## Directives
a) Which OptiX versions were tested according to the OptiX Prime forum thread below?
b) Render the following sentence from the OptiX Prime forum thread into German: "When I switch my test case from instancing to a simple model, performance results are absolutely identical over different platforms."

## Text segment

- - - -

OptiX Prime performance issue using Windows

Dear OptiX development team,

I have started to evaluate OptiX Prime for one of our future projects. Since our clients require both, windows and linux support, it is very important to us to achieve comparable results on both platforms. Unfortunately, I am not able to obtain similar performance results when comparing the two operating systems.

Here some details on my OptiX Prime test case:

I am shooting 4.500.000 rays towards one of our meshes. I have set the origin and direction of all rays such that I have 100% intersections with the mesh.
For the evaluation, I compare the computation time for both, linux and windows platform.

The linux shooting is approximately 40% faster compared to windows.

What I found out so far:

  • Since our project will be based on instancing, we are using the instancing way with identity as transformation matrix for the test. When I switch my test case from instancing to a simple model, performance results are absolutely identical over different platforms.
  • Furthermore, when profiling with nvvp, it turns out that the instancing shooting, trace2() call, is where the 35% get lost, the non-instancing trace() call delivers similar performance for both, windows and linux.

Available cards are: GTX980 Ti, GTX970, GTX950, Tesla K40
OptiX versions tested: 3.9.1, 4.0.0
Driver version windows: 368.81
Driver version linux: 361.28

Looking forward to some hints to achieve similar performance in windows, when using the instancing capabilities of OptiX Prime.

Of course, I am happy to share more details on my test setup, if necessary.

Best,
Nico

Hello Nico,

A few clarifications:

  • Is this on Win10? If so, could you try the RS1 update and up-to-date driver (eg, Windows 10 Anniversary Update 64-bit, 372.54 ) and see if that helps?
  • So you see overall similar perf linux v. win when not using instancing?
  • Could you provide us with an API trace so we can test your results locally? Information below on capturing an api trace and sending to us. You can send the trace to optix-help@nvidia.com

Thanks,
Keith

===============================================================================================
An OptiX API Capture (OAC) trace contains all OptiX and OptiX Prime API calls made by the application, across the whole run of the application, together with their input data and return values. Traces are most often used for sending bug reproducers to Nvidia, but can also be used to make application benchmarks and for developers to analyze and debug their applications.

- - - -

[Region annotation entries]

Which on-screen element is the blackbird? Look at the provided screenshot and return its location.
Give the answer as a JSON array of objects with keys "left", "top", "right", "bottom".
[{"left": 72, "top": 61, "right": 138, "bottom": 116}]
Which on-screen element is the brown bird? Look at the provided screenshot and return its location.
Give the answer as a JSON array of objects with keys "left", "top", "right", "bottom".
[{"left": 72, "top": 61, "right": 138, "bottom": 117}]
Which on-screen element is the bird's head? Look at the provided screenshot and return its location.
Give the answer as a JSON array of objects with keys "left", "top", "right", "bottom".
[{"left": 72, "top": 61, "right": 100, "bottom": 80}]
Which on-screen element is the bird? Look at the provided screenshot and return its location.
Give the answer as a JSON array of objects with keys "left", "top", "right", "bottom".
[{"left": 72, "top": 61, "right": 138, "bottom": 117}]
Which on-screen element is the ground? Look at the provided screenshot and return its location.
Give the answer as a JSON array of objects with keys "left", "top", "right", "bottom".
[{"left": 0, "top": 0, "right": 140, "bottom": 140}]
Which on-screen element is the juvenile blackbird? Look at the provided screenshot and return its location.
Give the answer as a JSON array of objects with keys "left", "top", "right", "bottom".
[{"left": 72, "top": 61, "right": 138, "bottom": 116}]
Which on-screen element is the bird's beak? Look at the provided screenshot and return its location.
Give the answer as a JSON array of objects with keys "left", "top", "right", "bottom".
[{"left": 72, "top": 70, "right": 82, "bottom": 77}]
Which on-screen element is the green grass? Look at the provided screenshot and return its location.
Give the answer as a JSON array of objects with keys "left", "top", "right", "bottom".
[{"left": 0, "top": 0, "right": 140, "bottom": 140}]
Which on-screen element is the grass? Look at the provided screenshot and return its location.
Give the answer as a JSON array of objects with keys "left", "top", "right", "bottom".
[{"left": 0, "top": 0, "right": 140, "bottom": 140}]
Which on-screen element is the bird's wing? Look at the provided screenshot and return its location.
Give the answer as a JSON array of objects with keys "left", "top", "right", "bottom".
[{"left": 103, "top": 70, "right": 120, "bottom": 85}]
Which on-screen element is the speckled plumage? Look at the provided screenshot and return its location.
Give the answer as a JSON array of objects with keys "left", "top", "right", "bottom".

- - - -

## Solutions per task
a) Versions 3.9.1 and 4.0.0.

b) Wenn ich meinen Testfall von Instancing auf ein einfaches Modell umstelle, sind die Leistungsergebnisse auf den verschiedenen Plattformen absolut identisch.